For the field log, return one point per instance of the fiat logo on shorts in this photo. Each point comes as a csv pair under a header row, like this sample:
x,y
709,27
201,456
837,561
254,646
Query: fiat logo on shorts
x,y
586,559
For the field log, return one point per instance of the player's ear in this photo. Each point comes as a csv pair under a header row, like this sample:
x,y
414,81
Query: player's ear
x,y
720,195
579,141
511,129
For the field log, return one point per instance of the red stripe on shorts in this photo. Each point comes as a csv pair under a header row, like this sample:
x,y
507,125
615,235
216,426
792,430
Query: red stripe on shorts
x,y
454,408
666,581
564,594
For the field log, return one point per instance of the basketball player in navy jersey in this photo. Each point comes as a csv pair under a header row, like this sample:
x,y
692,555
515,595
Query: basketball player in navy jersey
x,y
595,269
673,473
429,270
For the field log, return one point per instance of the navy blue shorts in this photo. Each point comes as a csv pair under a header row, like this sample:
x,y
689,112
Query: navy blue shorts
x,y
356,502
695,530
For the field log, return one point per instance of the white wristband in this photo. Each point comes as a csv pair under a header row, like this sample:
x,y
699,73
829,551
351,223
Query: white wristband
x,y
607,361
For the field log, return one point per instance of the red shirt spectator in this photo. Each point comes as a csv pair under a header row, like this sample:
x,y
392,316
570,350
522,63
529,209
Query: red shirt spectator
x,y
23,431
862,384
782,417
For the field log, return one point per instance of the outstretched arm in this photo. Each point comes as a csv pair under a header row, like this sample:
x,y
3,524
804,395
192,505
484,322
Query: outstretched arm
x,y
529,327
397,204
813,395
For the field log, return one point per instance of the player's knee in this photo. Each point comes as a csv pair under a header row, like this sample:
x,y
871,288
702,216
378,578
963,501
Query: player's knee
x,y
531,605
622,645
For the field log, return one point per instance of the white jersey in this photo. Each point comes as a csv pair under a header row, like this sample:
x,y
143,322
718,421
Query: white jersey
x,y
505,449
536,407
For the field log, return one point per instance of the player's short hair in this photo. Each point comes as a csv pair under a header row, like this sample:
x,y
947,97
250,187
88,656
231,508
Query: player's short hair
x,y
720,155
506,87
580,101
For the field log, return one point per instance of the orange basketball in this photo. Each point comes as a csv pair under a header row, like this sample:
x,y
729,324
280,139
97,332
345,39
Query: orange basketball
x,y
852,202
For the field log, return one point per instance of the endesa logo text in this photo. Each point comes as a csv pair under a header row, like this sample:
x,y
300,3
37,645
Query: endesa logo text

▸ **Task**
Reproduce every one of the records above verbatim, line for line.

▸ **Response**
For the field log, return one point per instance of the fiat logo on shorts in this photo. Each point comes as a csv pair under a header row, like this sample:
x,y
709,27
201,456
837,561
254,646
Query: fiat logo on shorts
x,y
586,559
For the field log, return one point per instance of the player's ear in this photo. Each point comes as a csv pair under a header row, like this sample:
x,y
414,81
Query: player's ear
x,y
720,195
579,141
511,129
For the field log, return one point per instance of the red stripe on shorts in this photo. Each point comes as a csv pair under a header row, like this sample:
x,y
507,125
615,235
216,426
792,430
Query: red stripe on shorts
x,y
454,408
666,581
564,594
For the field log, return one point per instance of the basketball player in navy jersey in this photo. Each point comes as a csv pair under a header row, like this sample:
x,y
692,555
515,595
Query: basketball player in navy jersey
x,y
595,269
673,473
429,270
For the field log, return one point per instance of the navy blue shorts in this photo. Each point comes as a csv pair under a header row, like this sample:
x,y
689,112
Query: navy blue shorts
x,y
356,502
695,530
For the field log, return one point per instance of the white wristband in this photo. Each point comes as a csv pair under a header row, like this sample:
x,y
699,73
829,551
351,223
Query: white wristband
x,y
607,361
For the field log, return one point per instance of the red shirt spectator in this photo. Each point comes as a csv pair under a header row, like this sample:
x,y
392,316
570,350
522,63
529,209
Query: red shirt spectator
x,y
23,431
862,384
782,417
For the field log, return one point per instance of the outstretched arm in this photo. Each point comes as a csv pair under a header row, like this sample:
x,y
3,524
804,395
192,505
484,322
Query: outstretched arm
x,y
529,327
397,204
813,395
For the field log, return one point per instance of the player's knee in this photo. Each point comes as a csv pair under a header row, like this sample:
x,y
871,288
702,216
378,578
963,501
Query: player's knee
x,y
531,605
622,645
For the field log, return one point per instance of the white jersey in this photo. Each point comes as a csv pair under a header row, like this sample:
x,y
143,322
718,421
Query: white jersey
x,y
505,449
536,407
For the field log, return one point per instance of the player's short hair in this photo. Each point comes as a csv pair under a header row, like this sample:
x,y
947,97
250,187
88,656
231,508
Query: player's short hair
x,y
720,155
506,87
580,101
For the field log, return one point per instance of the orange basketball in this photo. Each point comes as a csv pair under a header row, like this sample:
x,y
729,324
280,139
97,332
345,39
Query: orange basketball
x,y
852,202
For the field log, return one point per instance of the endesa logo text in this photo. Each point comes as a csv pair under a header row, like this sample:
x,y
300,3
37,645
Query: endesa logo text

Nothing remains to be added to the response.